### [To do]
Output, with no changes, the span of lines that opens with the line containing "Target: red line on screen" and closes with the last line.

● ● ● ● ● ● ●

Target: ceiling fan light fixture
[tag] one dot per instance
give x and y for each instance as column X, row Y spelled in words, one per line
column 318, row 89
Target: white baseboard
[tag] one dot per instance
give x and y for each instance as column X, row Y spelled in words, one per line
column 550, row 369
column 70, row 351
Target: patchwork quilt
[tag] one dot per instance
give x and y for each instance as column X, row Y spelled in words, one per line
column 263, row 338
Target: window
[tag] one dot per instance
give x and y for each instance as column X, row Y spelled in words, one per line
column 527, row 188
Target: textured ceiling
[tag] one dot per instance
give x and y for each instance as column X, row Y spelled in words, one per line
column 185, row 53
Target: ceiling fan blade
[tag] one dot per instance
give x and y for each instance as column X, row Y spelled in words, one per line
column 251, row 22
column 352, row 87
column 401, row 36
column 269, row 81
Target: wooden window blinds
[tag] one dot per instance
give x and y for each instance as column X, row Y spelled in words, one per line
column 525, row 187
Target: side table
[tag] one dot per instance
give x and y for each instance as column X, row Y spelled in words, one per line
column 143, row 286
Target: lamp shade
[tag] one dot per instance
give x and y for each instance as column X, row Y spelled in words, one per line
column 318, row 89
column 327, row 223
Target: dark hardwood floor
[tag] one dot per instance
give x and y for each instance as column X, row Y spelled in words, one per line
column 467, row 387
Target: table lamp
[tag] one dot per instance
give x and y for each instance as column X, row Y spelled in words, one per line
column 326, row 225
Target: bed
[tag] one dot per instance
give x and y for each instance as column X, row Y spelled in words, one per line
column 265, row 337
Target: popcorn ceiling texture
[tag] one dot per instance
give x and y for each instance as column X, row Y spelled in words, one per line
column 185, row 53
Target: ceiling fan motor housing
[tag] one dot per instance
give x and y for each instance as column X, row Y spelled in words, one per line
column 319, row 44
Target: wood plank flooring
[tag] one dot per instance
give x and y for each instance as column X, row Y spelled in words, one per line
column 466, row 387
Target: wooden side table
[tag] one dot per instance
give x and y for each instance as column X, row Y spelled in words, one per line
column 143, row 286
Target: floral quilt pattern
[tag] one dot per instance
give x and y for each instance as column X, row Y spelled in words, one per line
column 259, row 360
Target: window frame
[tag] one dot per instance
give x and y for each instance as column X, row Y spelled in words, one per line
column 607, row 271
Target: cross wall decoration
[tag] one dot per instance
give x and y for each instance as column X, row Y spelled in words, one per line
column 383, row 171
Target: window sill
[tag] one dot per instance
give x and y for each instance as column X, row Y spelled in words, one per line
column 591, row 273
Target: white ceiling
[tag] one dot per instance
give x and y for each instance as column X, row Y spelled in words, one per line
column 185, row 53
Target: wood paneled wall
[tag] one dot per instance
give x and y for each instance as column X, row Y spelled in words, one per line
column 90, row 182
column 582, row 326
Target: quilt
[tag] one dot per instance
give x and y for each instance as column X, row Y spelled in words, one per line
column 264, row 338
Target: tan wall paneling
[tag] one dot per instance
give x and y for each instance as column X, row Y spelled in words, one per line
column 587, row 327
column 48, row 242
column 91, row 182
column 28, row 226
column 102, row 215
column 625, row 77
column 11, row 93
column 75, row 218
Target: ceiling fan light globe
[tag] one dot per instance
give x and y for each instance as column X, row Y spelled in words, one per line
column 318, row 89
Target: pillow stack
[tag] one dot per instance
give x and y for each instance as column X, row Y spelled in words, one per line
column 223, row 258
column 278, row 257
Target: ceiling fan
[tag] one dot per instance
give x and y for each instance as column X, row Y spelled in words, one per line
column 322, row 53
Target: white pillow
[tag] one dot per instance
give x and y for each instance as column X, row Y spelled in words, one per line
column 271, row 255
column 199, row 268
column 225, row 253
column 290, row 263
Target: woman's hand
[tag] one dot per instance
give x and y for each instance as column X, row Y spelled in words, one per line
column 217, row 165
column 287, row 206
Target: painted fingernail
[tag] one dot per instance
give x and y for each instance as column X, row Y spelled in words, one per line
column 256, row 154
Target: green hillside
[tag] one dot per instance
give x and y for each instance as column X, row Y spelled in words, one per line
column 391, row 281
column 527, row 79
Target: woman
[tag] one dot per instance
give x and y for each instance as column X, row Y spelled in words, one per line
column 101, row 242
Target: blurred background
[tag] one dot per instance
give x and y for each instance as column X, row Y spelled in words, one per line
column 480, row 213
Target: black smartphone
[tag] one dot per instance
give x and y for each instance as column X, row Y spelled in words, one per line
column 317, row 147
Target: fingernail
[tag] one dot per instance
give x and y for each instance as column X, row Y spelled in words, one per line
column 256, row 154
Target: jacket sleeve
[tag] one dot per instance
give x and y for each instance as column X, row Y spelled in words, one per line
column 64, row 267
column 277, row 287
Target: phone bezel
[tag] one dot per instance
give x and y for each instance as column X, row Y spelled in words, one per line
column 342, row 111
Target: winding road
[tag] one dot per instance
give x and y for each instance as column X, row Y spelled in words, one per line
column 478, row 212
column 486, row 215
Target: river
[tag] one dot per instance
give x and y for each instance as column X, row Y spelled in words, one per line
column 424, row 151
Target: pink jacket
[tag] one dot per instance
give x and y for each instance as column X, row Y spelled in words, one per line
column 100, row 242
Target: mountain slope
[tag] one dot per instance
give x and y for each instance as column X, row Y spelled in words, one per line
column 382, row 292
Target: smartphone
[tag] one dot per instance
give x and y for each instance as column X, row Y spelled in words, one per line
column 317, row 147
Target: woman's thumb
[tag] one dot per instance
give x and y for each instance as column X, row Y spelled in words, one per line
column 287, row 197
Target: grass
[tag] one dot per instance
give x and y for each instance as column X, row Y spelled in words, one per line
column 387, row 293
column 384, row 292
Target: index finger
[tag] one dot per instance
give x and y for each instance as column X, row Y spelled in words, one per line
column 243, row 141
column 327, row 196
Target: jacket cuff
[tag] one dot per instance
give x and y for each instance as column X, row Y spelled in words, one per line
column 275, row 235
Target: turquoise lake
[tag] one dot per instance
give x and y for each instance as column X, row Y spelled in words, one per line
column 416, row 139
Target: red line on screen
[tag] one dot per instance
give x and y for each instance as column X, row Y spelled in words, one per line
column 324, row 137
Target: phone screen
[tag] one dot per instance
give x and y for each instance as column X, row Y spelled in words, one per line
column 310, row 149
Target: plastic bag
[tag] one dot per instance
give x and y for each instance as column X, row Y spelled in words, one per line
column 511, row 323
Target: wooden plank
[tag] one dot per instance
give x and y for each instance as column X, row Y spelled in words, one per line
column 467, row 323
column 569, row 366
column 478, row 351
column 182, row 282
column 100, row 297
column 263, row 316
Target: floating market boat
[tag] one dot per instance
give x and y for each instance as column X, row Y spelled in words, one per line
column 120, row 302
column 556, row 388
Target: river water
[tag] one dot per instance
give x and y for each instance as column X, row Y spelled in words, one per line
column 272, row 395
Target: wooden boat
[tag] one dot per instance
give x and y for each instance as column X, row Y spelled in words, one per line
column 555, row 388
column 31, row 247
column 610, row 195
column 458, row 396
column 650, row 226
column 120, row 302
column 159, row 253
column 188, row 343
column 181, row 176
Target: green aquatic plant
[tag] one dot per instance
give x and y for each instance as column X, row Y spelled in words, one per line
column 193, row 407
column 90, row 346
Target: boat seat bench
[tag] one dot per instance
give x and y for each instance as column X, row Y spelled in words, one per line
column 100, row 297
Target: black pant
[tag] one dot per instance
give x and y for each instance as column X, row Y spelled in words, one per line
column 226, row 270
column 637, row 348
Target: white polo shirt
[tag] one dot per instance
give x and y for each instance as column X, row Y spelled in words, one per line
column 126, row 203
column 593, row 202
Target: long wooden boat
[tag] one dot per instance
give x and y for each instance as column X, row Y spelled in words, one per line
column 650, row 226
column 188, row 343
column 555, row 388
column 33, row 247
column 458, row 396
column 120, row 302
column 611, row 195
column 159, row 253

● ● ● ● ● ● ●

### [Answer to this exercise]
Target: red line on screen
[tag] one dot per instance
give x and y for each instance as column X, row Y spelled in words, one per line
column 324, row 137
Target: phone screen
[tag] one dot per instance
give x and y for each instance as column X, row Y spelled in words, one per line
column 310, row 149
Target: plastic bag
[tag] one dot per instance
give x and y for each instance as column X, row Y spelled in words, one per line
column 511, row 323
Target: wooden plank
[tag] one dot per instance
give x and y for each instance as column X, row Y spelled in words, one per line
column 467, row 323
column 569, row 366
column 478, row 351
column 182, row 282
column 100, row 297
column 263, row 316
Target: floating market boat
[tag] one dot per instance
give x and y for each instance as column X, row Y spelled in words, one per line
column 120, row 302
column 556, row 388
Target: river water
[tag] one dot per instance
give x and y for each instance as column X, row Y spelled in words, one per line
column 272, row 395
Target: wooden boat
[tag] one dot per instance
give x and y for each instance as column X, row Y spelled in words, one per line
column 555, row 388
column 31, row 247
column 610, row 195
column 458, row 396
column 650, row 226
column 120, row 302
column 159, row 253
column 188, row 343
column 181, row 176
Target: green aquatic plant
[tag] one dot per instance
give x and y for each instance as column X, row Y spelled in words, one per line
column 193, row 407
column 90, row 346
Target: boat seat bench
[tag] one dot per instance
give x and y for each instance as column X, row Y spelled in words, one per line
column 100, row 297
Target: black pant
[tag] one dot per instance
give x and y for each instance as column X, row Y spelled in words, one per line
column 226, row 270
column 637, row 348
Target: white polo shirt
[tag] one dot per instance
give x and y for each instance as column X, row Y spelled in words, one per line
column 126, row 203
column 593, row 202
Target: long wooden boat
[tag] one dot per instance
give x and y for each instance as column X, row Y spelled in words, one per line
column 650, row 226
column 188, row 343
column 555, row 388
column 33, row 247
column 458, row 396
column 120, row 302
column 611, row 195
column 159, row 253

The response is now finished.